● **Aim of the task**: Find each line in the items below that contains the word "person", and copy those lines out. Case counts.

● **Provided entries**:
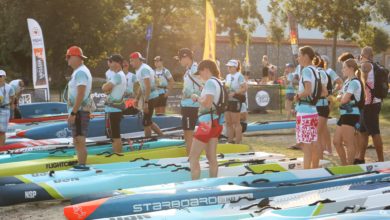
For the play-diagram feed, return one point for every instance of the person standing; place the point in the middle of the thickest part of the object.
(79, 103)
(6, 103)
(146, 78)
(369, 120)
(210, 119)
(237, 87)
(290, 91)
(115, 89)
(18, 86)
(164, 84)
(349, 97)
(307, 116)
(191, 85)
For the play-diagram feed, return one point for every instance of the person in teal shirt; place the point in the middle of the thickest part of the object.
(307, 116)
(210, 119)
(290, 90)
(349, 97)
(191, 85)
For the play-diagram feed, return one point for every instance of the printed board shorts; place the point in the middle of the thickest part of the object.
(207, 130)
(306, 127)
(4, 119)
(80, 127)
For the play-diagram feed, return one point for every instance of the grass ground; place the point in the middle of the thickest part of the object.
(278, 141)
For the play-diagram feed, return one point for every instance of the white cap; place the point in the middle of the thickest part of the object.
(233, 63)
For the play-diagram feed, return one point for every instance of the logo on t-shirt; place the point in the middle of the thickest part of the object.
(262, 98)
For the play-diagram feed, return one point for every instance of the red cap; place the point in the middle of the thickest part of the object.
(75, 51)
(136, 55)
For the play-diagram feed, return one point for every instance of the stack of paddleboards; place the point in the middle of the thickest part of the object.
(296, 194)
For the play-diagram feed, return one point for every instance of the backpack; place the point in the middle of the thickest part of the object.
(316, 95)
(381, 81)
(361, 102)
(223, 99)
(329, 86)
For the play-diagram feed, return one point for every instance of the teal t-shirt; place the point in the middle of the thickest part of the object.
(352, 87)
(162, 77)
(191, 85)
(290, 87)
(211, 87)
(307, 76)
(324, 82)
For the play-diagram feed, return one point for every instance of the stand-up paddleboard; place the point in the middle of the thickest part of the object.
(60, 152)
(271, 179)
(161, 164)
(48, 164)
(121, 178)
(156, 201)
(97, 127)
(42, 108)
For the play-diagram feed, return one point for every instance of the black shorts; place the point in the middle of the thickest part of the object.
(234, 106)
(369, 120)
(147, 119)
(351, 120)
(113, 124)
(323, 111)
(189, 118)
(161, 101)
(80, 127)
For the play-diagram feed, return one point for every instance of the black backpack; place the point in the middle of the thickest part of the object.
(381, 81)
(223, 99)
(361, 102)
(316, 95)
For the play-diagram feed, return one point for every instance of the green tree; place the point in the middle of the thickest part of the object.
(335, 18)
(91, 24)
(375, 37)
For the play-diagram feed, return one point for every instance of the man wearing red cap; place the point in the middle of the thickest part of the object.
(79, 103)
(146, 78)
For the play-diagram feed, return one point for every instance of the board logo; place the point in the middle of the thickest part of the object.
(30, 194)
(262, 98)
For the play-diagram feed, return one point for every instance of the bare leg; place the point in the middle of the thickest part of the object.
(79, 143)
(350, 142)
(337, 142)
(363, 145)
(235, 117)
(211, 154)
(117, 145)
(377, 139)
(196, 150)
(188, 136)
(229, 126)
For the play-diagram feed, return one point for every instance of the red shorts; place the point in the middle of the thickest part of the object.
(206, 131)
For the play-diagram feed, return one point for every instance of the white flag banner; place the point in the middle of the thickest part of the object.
(40, 78)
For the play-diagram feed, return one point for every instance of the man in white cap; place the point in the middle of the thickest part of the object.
(6, 102)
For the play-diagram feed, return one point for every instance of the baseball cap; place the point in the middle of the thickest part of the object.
(233, 63)
(75, 51)
(290, 65)
(157, 58)
(136, 55)
(116, 58)
(183, 52)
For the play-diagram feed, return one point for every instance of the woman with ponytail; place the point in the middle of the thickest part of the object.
(350, 103)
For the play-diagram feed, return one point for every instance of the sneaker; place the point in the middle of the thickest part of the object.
(80, 167)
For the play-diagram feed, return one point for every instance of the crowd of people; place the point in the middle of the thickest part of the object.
(358, 96)
(210, 102)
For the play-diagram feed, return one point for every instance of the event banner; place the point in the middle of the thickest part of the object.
(39, 71)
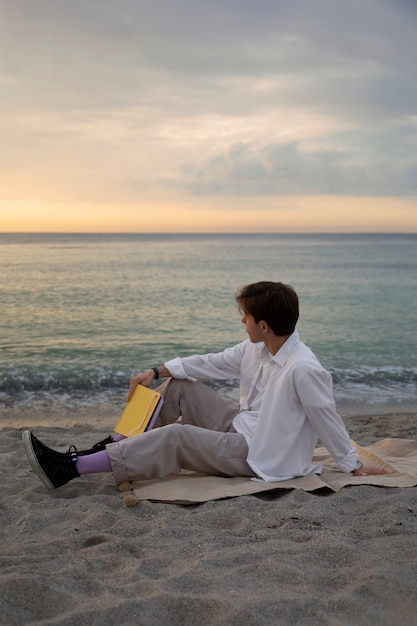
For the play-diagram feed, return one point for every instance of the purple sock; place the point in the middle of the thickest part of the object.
(94, 463)
(118, 437)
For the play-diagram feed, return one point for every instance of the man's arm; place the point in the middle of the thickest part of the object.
(146, 379)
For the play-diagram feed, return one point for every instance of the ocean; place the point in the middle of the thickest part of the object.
(81, 313)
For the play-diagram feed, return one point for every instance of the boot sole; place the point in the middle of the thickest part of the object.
(33, 461)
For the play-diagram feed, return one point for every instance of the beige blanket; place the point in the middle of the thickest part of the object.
(397, 456)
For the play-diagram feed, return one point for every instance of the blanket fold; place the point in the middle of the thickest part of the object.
(397, 456)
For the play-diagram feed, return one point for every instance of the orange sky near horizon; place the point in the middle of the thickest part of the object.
(218, 117)
(283, 214)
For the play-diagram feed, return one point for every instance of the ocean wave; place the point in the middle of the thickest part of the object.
(67, 379)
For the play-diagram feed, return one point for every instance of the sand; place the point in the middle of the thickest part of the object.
(77, 555)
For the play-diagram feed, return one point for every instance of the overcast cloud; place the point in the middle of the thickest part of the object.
(234, 97)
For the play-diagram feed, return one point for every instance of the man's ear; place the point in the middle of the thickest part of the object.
(264, 327)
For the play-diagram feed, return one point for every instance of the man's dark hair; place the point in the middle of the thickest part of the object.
(274, 303)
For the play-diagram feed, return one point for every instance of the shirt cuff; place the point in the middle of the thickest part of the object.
(176, 369)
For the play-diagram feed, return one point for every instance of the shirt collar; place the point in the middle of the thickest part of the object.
(284, 352)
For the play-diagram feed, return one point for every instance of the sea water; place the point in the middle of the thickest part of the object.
(81, 313)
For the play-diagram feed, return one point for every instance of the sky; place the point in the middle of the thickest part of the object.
(208, 116)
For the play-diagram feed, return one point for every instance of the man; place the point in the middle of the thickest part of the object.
(286, 404)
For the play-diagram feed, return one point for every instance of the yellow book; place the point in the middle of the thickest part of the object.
(140, 412)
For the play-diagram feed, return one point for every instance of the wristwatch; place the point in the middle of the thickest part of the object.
(358, 465)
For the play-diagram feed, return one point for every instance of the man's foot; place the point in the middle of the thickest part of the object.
(53, 468)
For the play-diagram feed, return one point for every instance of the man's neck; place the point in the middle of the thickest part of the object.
(274, 342)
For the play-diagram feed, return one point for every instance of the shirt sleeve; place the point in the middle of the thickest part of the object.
(220, 365)
(314, 389)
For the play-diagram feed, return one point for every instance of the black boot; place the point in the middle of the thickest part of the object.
(53, 468)
(98, 447)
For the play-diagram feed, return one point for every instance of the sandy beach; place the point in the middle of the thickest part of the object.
(77, 555)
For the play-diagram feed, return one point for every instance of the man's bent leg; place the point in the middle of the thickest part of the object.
(197, 404)
(167, 450)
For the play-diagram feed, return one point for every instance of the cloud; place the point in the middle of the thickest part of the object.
(367, 163)
(212, 97)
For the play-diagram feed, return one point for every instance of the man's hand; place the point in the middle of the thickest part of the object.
(146, 379)
(370, 471)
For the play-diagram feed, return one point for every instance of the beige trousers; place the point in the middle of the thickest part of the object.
(203, 441)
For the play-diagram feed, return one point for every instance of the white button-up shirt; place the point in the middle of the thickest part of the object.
(286, 404)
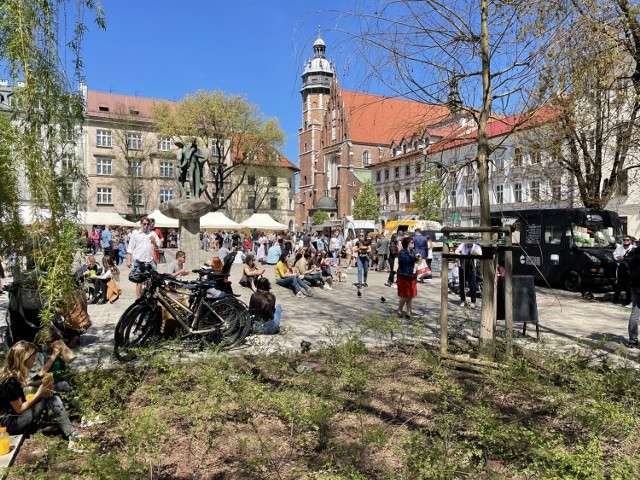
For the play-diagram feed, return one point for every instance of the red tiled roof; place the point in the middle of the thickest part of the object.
(102, 104)
(498, 126)
(374, 119)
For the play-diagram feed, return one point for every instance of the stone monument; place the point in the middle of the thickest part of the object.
(189, 208)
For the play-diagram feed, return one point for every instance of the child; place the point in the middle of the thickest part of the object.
(16, 412)
(104, 282)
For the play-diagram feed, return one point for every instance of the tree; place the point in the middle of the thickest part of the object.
(470, 55)
(38, 143)
(237, 136)
(429, 196)
(132, 144)
(319, 217)
(367, 203)
(591, 79)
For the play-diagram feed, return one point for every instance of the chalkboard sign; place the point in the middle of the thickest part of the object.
(525, 308)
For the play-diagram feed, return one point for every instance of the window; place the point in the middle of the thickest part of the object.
(517, 157)
(535, 190)
(134, 141)
(135, 169)
(166, 194)
(103, 138)
(517, 193)
(366, 158)
(166, 169)
(104, 196)
(103, 166)
(499, 194)
(136, 197)
(556, 192)
(164, 144)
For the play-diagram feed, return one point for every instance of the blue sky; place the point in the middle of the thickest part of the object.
(256, 48)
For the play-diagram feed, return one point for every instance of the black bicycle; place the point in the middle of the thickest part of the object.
(196, 306)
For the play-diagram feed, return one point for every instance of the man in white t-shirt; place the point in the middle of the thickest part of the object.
(140, 250)
(468, 271)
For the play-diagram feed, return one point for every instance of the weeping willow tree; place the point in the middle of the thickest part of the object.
(40, 51)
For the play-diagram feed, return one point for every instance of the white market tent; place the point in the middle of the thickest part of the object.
(104, 218)
(218, 221)
(262, 221)
(162, 220)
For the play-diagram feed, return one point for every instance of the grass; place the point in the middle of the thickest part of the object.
(392, 412)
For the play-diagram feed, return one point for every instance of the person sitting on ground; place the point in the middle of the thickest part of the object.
(310, 273)
(286, 278)
(265, 314)
(422, 270)
(250, 273)
(176, 268)
(86, 271)
(51, 344)
(16, 412)
(104, 282)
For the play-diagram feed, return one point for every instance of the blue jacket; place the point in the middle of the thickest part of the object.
(420, 245)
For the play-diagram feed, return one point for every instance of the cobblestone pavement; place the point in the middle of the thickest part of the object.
(564, 317)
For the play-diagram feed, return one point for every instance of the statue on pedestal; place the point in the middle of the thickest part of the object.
(191, 160)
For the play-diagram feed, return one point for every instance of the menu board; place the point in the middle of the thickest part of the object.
(534, 234)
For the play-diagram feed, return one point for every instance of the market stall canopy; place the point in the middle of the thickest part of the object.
(218, 221)
(262, 221)
(104, 218)
(163, 221)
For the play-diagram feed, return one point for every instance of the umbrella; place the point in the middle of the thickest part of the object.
(218, 221)
(262, 221)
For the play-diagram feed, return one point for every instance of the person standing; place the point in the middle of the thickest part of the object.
(363, 250)
(140, 250)
(407, 284)
(468, 271)
(393, 254)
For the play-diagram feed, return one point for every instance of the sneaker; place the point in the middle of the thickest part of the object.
(75, 443)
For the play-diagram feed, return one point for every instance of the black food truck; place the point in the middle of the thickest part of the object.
(572, 247)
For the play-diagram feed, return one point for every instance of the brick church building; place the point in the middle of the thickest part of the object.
(343, 133)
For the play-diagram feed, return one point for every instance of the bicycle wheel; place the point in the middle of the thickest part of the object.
(137, 325)
(229, 320)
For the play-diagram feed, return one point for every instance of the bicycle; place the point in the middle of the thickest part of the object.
(210, 321)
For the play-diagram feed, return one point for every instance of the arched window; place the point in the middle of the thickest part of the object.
(366, 158)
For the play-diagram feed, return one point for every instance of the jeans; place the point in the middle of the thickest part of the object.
(635, 315)
(292, 282)
(473, 286)
(363, 268)
(54, 405)
(270, 327)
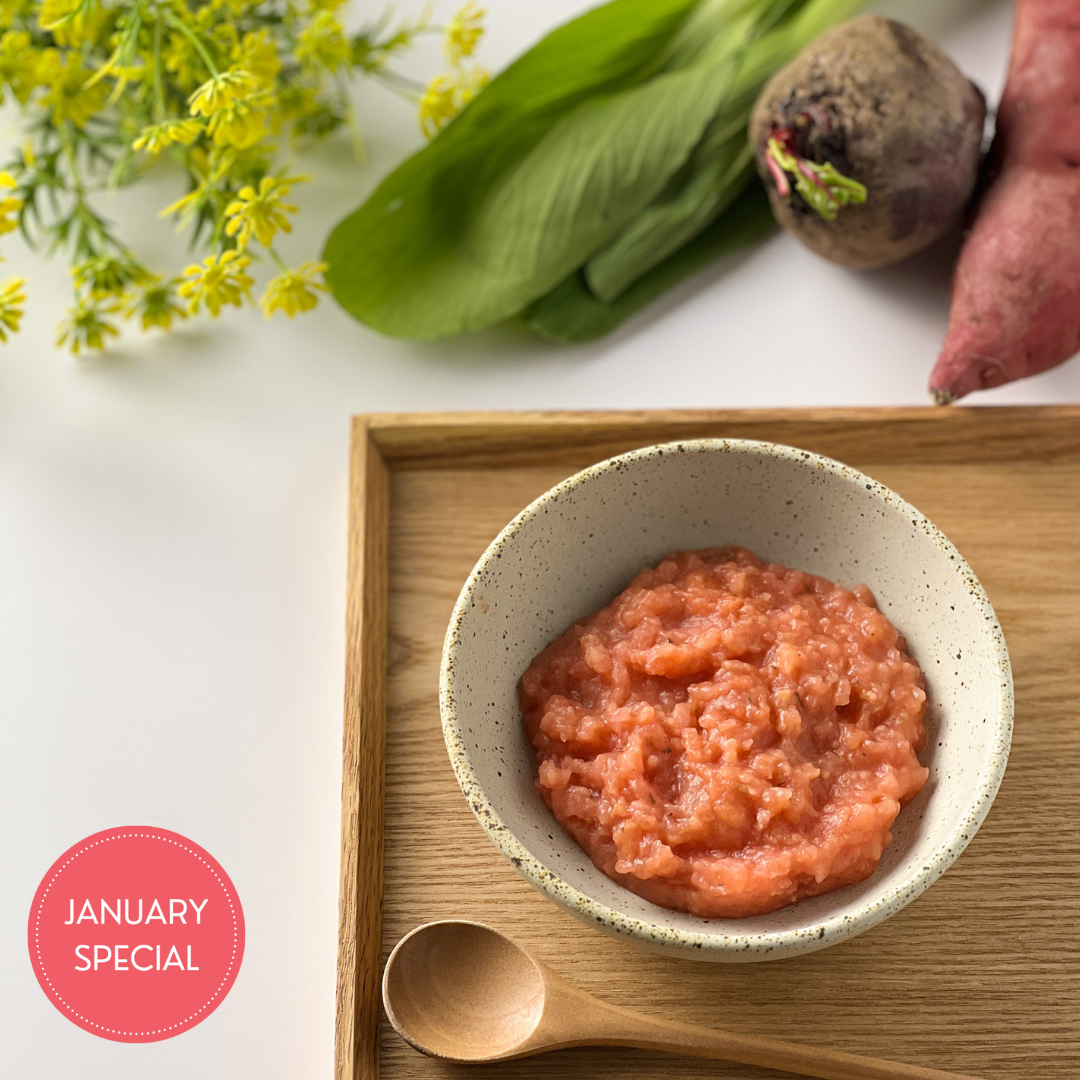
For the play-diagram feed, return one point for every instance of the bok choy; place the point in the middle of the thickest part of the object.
(593, 173)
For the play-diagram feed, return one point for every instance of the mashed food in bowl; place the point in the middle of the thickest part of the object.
(728, 737)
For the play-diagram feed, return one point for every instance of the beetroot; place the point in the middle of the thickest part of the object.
(868, 143)
(1015, 306)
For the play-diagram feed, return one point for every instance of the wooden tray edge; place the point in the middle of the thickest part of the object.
(363, 755)
(917, 433)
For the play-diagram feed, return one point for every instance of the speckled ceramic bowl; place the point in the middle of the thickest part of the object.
(577, 547)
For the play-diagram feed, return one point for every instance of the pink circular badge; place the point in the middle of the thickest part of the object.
(136, 934)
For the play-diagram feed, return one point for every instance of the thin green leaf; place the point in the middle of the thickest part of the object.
(570, 313)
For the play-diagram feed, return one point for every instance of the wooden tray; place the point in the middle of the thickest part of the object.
(981, 974)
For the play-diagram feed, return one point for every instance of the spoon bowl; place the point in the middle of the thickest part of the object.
(462, 991)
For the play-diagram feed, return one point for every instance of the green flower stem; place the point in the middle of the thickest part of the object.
(359, 150)
(178, 25)
(159, 91)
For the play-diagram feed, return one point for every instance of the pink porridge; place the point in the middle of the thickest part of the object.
(728, 737)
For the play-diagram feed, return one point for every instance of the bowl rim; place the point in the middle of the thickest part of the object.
(717, 944)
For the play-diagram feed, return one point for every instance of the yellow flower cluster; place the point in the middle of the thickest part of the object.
(446, 95)
(224, 88)
(12, 296)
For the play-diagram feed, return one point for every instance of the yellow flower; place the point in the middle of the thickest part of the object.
(154, 305)
(8, 205)
(447, 95)
(235, 8)
(157, 137)
(261, 212)
(84, 327)
(18, 64)
(69, 26)
(223, 92)
(291, 291)
(241, 124)
(68, 95)
(108, 274)
(12, 299)
(322, 43)
(220, 280)
(10, 10)
(256, 53)
(462, 32)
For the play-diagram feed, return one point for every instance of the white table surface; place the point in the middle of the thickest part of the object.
(172, 549)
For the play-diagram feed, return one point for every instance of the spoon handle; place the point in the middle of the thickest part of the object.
(618, 1027)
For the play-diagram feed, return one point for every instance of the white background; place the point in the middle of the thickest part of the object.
(172, 545)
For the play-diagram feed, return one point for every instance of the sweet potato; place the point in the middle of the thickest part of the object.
(1015, 307)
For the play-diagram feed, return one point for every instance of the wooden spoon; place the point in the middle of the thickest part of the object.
(464, 993)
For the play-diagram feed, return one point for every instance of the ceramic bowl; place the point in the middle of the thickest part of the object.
(577, 547)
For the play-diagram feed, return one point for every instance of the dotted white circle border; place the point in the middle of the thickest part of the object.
(54, 996)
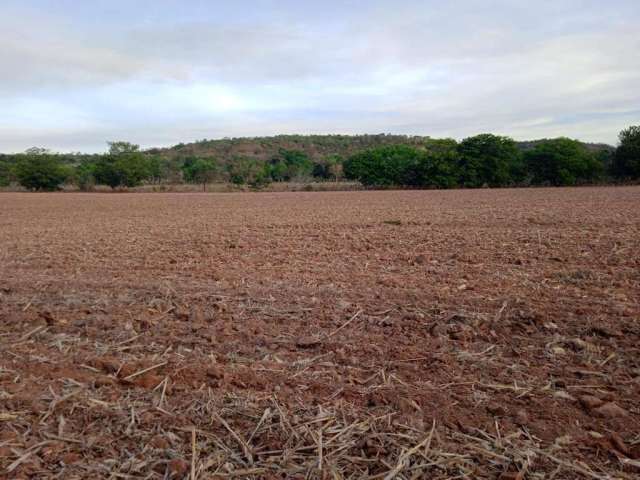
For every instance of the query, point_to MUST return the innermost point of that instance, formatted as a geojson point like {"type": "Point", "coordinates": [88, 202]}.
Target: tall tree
{"type": "Point", "coordinates": [626, 161]}
{"type": "Point", "coordinates": [488, 159]}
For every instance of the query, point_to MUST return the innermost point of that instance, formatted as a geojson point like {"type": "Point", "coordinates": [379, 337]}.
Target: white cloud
{"type": "Point", "coordinates": [419, 67]}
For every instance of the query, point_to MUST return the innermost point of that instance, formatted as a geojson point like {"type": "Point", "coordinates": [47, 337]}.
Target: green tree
{"type": "Point", "coordinates": [387, 165]}
{"type": "Point", "coordinates": [298, 164]}
{"type": "Point", "coordinates": [200, 170]}
{"type": "Point", "coordinates": [438, 164]}
{"type": "Point", "coordinates": [6, 169]}
{"type": "Point", "coordinates": [85, 175]}
{"type": "Point", "coordinates": [124, 165]}
{"type": "Point", "coordinates": [490, 160]}
{"type": "Point", "coordinates": [562, 161]}
{"type": "Point", "coordinates": [38, 169]}
{"type": "Point", "coordinates": [626, 161]}
{"type": "Point", "coordinates": [246, 170]}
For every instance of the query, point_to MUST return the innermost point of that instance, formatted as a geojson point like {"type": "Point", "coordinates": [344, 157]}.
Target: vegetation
{"type": "Point", "coordinates": [374, 160]}
{"type": "Point", "coordinates": [200, 170]}
{"type": "Point", "coordinates": [626, 161]}
{"type": "Point", "coordinates": [39, 170]}
{"type": "Point", "coordinates": [562, 161]}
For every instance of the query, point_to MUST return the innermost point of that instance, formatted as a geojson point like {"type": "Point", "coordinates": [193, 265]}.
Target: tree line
{"type": "Point", "coordinates": [421, 162]}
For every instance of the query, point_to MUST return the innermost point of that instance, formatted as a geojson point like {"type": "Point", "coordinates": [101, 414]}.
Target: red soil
{"type": "Point", "coordinates": [299, 335]}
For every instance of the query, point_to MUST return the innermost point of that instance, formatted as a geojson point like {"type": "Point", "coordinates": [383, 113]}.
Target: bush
{"type": "Point", "coordinates": [124, 165]}
{"type": "Point", "coordinates": [245, 170]}
{"type": "Point", "coordinates": [40, 170]}
{"type": "Point", "coordinates": [200, 170]}
{"type": "Point", "coordinates": [562, 161]}
{"type": "Point", "coordinates": [488, 160]}
{"type": "Point", "coordinates": [384, 166]}
{"type": "Point", "coordinates": [626, 160]}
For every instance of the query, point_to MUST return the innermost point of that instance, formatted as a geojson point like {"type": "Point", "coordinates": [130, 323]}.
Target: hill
{"type": "Point", "coordinates": [316, 147]}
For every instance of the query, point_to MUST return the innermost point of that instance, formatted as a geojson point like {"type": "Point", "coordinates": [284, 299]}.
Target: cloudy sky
{"type": "Point", "coordinates": [76, 73]}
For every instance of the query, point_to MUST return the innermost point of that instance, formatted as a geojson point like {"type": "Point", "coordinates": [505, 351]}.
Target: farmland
{"type": "Point", "coordinates": [396, 334]}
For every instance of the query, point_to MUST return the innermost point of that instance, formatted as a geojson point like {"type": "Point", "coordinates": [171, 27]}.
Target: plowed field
{"type": "Point", "coordinates": [417, 334]}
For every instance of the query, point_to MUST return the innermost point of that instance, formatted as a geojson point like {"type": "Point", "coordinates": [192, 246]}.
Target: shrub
{"type": "Point", "coordinates": [124, 165]}
{"type": "Point", "coordinates": [40, 170]}
{"type": "Point", "coordinates": [562, 161]}
{"type": "Point", "coordinates": [488, 160]}
{"type": "Point", "coordinates": [626, 160]}
{"type": "Point", "coordinates": [200, 170]}
{"type": "Point", "coordinates": [384, 166]}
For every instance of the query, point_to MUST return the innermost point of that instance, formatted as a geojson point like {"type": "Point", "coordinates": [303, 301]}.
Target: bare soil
{"type": "Point", "coordinates": [438, 334]}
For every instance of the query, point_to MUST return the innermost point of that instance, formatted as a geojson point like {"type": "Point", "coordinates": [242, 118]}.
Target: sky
{"type": "Point", "coordinates": [76, 74]}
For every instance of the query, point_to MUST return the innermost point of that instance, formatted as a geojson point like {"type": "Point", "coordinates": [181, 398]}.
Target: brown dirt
{"type": "Point", "coordinates": [468, 334]}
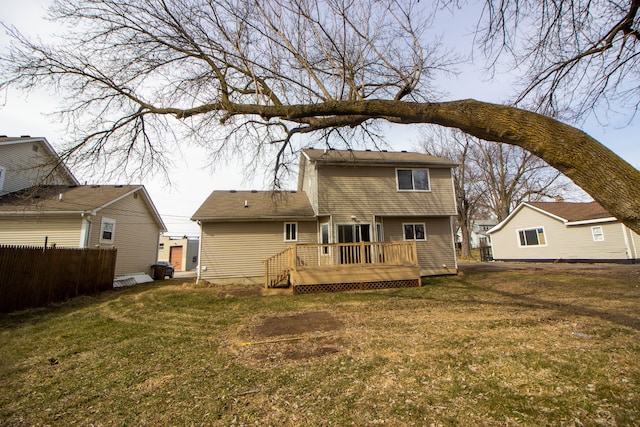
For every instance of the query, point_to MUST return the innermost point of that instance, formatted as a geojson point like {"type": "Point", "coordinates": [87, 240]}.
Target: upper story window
{"type": "Point", "coordinates": [413, 179]}
{"type": "Point", "coordinates": [290, 231]}
{"type": "Point", "coordinates": [597, 233]}
{"type": "Point", "coordinates": [414, 232]}
{"type": "Point", "coordinates": [107, 230]}
{"type": "Point", "coordinates": [2, 172]}
{"type": "Point", "coordinates": [532, 237]}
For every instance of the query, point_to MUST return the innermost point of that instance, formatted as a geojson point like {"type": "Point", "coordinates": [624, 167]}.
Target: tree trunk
{"type": "Point", "coordinates": [611, 181]}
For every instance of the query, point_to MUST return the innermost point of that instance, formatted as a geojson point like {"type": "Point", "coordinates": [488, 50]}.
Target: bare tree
{"type": "Point", "coordinates": [573, 56]}
{"type": "Point", "coordinates": [466, 177]}
{"type": "Point", "coordinates": [492, 179]}
{"type": "Point", "coordinates": [276, 70]}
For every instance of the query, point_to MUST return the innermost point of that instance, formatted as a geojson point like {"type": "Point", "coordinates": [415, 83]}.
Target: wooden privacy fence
{"type": "Point", "coordinates": [35, 276]}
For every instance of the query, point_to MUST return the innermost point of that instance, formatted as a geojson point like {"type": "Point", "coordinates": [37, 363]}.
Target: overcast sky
{"type": "Point", "coordinates": [192, 180]}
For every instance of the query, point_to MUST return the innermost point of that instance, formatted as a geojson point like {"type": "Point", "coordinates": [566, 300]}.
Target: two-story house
{"type": "Point", "coordinates": [351, 209]}
{"type": "Point", "coordinates": [42, 204]}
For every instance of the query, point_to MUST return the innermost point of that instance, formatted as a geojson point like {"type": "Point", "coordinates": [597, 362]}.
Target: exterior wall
{"type": "Point", "coordinates": [190, 248]}
{"type": "Point", "coordinates": [436, 255]}
{"type": "Point", "coordinates": [308, 185]}
{"type": "Point", "coordinates": [367, 191]}
{"type": "Point", "coordinates": [31, 230]}
{"type": "Point", "coordinates": [235, 250]}
{"type": "Point", "coordinates": [25, 167]}
{"type": "Point", "coordinates": [136, 234]}
{"type": "Point", "coordinates": [562, 242]}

● **Written response**:
For the play-diagram feed, return one point for every instance of the person standing; place the point in the middle of the thickest part of the object.
For the play-diagram feed, return one point for every instance of the person in teal shirt; place the point in the middle of the thickest part of the object.
For the play-diagram feed, return one point for every instance of the person sitting on ground; place the point in the middle of the thickest part of the object.
For the play-diagram feed, return one point for every instance of the person standing; place the point in the middle of the thickest part of the object.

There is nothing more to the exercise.